DESCRIPTION OF THE TASK
Copy the lines of the records below word for word, starting at the line that contains "like [(286, 129)]." and ending at the line that contains "[(199, 180)]", with both of those lines included.

WORKING DATA
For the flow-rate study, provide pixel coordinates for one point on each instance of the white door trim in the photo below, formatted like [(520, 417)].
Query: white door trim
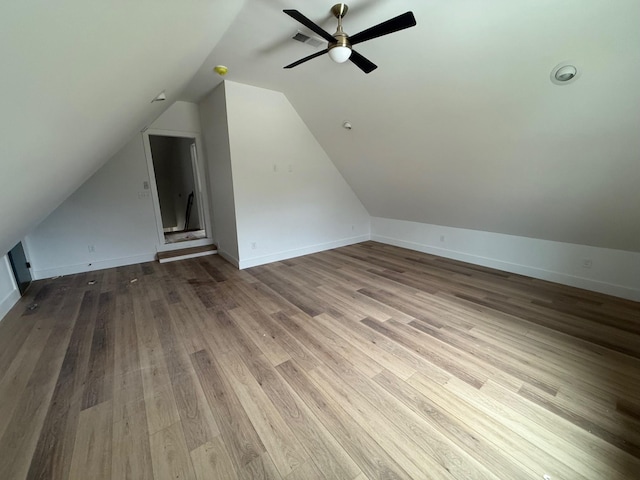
[(200, 177)]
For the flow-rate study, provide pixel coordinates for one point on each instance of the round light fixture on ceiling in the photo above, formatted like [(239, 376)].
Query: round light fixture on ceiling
[(220, 70), (564, 73)]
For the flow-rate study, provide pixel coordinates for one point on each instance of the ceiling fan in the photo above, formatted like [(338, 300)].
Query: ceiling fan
[(340, 44)]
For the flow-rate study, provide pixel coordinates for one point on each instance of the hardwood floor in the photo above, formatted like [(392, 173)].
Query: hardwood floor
[(364, 362)]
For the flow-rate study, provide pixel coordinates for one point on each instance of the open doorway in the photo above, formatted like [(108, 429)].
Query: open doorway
[(180, 206)]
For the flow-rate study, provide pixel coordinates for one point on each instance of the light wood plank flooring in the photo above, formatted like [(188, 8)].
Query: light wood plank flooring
[(364, 362)]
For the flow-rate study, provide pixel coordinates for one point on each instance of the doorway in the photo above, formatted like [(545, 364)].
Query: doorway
[(179, 199), (20, 267)]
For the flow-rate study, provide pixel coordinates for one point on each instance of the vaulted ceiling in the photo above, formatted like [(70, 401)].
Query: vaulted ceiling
[(77, 82), (460, 125)]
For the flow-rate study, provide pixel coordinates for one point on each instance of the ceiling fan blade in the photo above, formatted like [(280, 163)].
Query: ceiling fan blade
[(306, 59), (296, 15), (395, 24), (362, 63)]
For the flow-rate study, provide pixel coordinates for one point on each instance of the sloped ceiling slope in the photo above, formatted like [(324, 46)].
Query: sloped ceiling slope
[(77, 82), (461, 125)]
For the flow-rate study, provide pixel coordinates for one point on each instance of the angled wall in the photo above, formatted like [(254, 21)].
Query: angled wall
[(9, 294), (110, 220)]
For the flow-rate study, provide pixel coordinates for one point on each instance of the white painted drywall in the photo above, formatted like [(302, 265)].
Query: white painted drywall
[(112, 212), (614, 272), (9, 293), (180, 117), (213, 115), (290, 200)]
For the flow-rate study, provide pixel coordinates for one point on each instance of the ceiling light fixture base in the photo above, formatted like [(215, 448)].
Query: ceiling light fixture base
[(564, 73)]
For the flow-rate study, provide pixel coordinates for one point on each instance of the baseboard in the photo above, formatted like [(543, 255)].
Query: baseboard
[(298, 252), (229, 258), (189, 255), (100, 265), (530, 271), (8, 302)]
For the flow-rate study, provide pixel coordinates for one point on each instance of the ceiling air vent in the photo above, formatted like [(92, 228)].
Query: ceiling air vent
[(314, 42)]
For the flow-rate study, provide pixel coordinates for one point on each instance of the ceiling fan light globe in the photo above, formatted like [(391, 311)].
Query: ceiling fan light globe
[(340, 54)]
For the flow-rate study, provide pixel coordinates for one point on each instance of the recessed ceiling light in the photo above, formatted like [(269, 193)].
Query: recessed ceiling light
[(564, 73)]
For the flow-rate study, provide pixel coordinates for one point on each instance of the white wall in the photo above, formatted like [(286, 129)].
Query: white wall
[(290, 199), (111, 213), (9, 293), (615, 272), (213, 115)]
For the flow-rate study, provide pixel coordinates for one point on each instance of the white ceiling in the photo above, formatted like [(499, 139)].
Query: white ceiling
[(77, 81), (460, 125)]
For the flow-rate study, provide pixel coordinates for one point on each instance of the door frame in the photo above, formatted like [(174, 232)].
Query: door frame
[(199, 180)]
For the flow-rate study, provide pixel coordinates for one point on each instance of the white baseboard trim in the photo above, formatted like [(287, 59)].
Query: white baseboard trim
[(190, 255), (298, 252), (8, 302), (201, 242), (99, 265), (542, 274)]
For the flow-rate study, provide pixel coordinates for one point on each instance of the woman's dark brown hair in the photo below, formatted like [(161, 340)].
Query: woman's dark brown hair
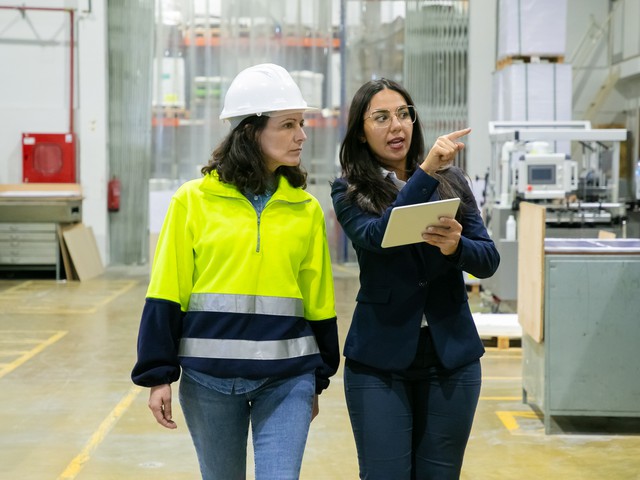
[(239, 160)]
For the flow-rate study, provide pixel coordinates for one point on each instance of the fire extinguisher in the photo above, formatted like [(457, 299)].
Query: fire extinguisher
[(113, 194)]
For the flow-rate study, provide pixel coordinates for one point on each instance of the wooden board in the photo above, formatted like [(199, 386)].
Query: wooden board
[(83, 250), (531, 232)]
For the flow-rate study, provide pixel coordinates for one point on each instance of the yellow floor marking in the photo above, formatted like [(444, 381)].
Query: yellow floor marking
[(9, 367), (78, 463), (509, 418), (501, 399), (502, 378)]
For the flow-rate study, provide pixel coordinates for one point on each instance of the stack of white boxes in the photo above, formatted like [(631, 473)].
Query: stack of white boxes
[(531, 82)]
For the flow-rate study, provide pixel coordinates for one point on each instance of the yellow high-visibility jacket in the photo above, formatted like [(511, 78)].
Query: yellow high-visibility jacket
[(237, 294)]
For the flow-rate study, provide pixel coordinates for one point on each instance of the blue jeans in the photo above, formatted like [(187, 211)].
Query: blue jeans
[(412, 425), (279, 412)]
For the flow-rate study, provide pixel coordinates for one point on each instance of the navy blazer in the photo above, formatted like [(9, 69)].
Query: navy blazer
[(399, 284)]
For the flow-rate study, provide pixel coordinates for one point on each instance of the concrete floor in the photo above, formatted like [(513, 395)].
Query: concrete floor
[(69, 410)]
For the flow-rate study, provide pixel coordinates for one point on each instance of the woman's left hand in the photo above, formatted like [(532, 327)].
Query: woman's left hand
[(445, 235), (316, 408)]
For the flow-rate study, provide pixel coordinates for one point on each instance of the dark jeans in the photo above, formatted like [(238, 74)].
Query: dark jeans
[(412, 425)]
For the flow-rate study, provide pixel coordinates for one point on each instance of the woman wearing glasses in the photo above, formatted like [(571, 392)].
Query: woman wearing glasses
[(412, 374)]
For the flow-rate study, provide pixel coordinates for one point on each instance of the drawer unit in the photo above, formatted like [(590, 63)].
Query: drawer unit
[(28, 244)]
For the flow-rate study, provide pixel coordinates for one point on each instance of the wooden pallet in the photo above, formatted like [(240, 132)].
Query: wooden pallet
[(506, 61), (502, 342)]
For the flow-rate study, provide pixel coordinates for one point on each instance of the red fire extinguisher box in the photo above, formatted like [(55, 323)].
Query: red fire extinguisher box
[(48, 158)]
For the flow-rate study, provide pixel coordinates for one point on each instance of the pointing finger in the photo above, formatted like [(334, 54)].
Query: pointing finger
[(453, 136)]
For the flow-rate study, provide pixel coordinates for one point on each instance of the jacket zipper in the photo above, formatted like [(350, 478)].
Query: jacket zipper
[(260, 216)]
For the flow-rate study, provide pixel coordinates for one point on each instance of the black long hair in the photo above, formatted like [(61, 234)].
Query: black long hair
[(360, 167), (239, 160), (369, 189)]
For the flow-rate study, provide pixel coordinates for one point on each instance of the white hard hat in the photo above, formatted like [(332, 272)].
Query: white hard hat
[(261, 90)]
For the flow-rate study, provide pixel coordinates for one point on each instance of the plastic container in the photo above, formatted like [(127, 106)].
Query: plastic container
[(511, 228)]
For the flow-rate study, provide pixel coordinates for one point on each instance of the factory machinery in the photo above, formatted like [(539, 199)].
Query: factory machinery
[(569, 168)]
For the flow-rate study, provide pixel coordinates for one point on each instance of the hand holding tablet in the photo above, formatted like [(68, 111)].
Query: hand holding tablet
[(407, 223)]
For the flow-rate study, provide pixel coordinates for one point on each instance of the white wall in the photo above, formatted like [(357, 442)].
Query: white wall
[(482, 61), (35, 90)]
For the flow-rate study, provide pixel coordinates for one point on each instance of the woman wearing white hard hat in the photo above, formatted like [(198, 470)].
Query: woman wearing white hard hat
[(241, 298)]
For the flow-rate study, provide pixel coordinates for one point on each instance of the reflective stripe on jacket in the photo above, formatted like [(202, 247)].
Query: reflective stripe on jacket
[(234, 294)]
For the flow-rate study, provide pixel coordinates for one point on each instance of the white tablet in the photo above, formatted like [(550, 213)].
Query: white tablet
[(407, 223)]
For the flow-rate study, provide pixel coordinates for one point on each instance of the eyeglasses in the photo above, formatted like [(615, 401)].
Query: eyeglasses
[(406, 115)]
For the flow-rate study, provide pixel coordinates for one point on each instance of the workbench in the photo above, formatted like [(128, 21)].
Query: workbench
[(30, 217)]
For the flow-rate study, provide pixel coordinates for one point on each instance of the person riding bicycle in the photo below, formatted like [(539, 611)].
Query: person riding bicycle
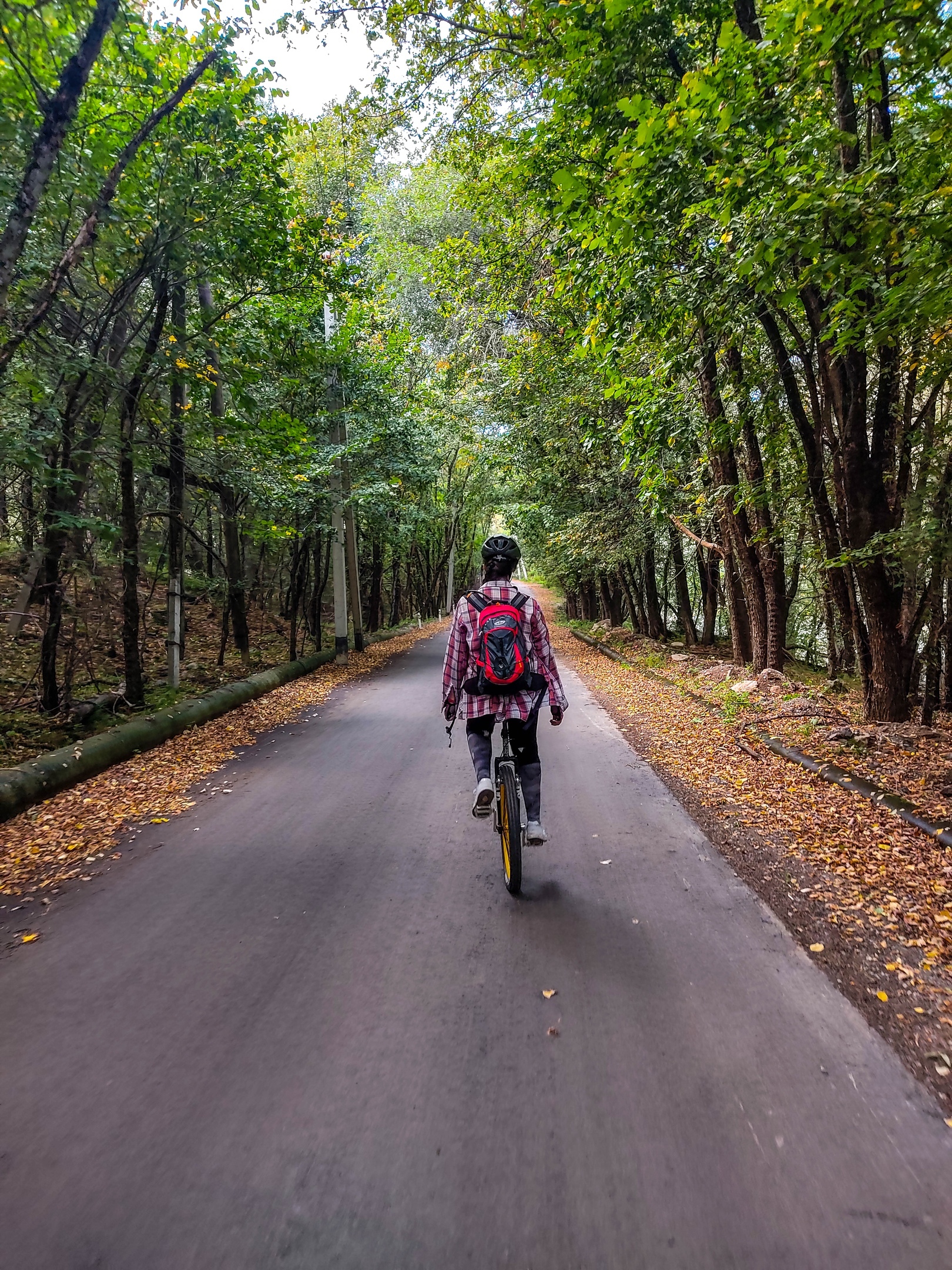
[(501, 556)]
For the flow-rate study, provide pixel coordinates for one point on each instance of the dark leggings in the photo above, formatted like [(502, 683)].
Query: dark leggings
[(522, 737)]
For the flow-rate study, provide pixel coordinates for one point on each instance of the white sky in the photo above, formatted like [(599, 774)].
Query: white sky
[(316, 69)]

EXERCISE SOLUTION
For the flow-rate study, provide pixel coordinates for one point on each instance of the white wall in the photo above, formatted like [(286, 129)].
Query: white wall
[(290, 199), (111, 213), (9, 293), (615, 272), (213, 115)]
For the flow-rate study, provide pixel coordinates for one point on each instance of the white ceiling in the photo above, formatted like [(499, 139)].
Query: white ceiling
[(77, 81), (460, 125)]
For the flow-rate study, provide pixel coordinates for one point on each instance of the door frame in the photo above, formatted like [(174, 232)].
Query: door frame
[(199, 180)]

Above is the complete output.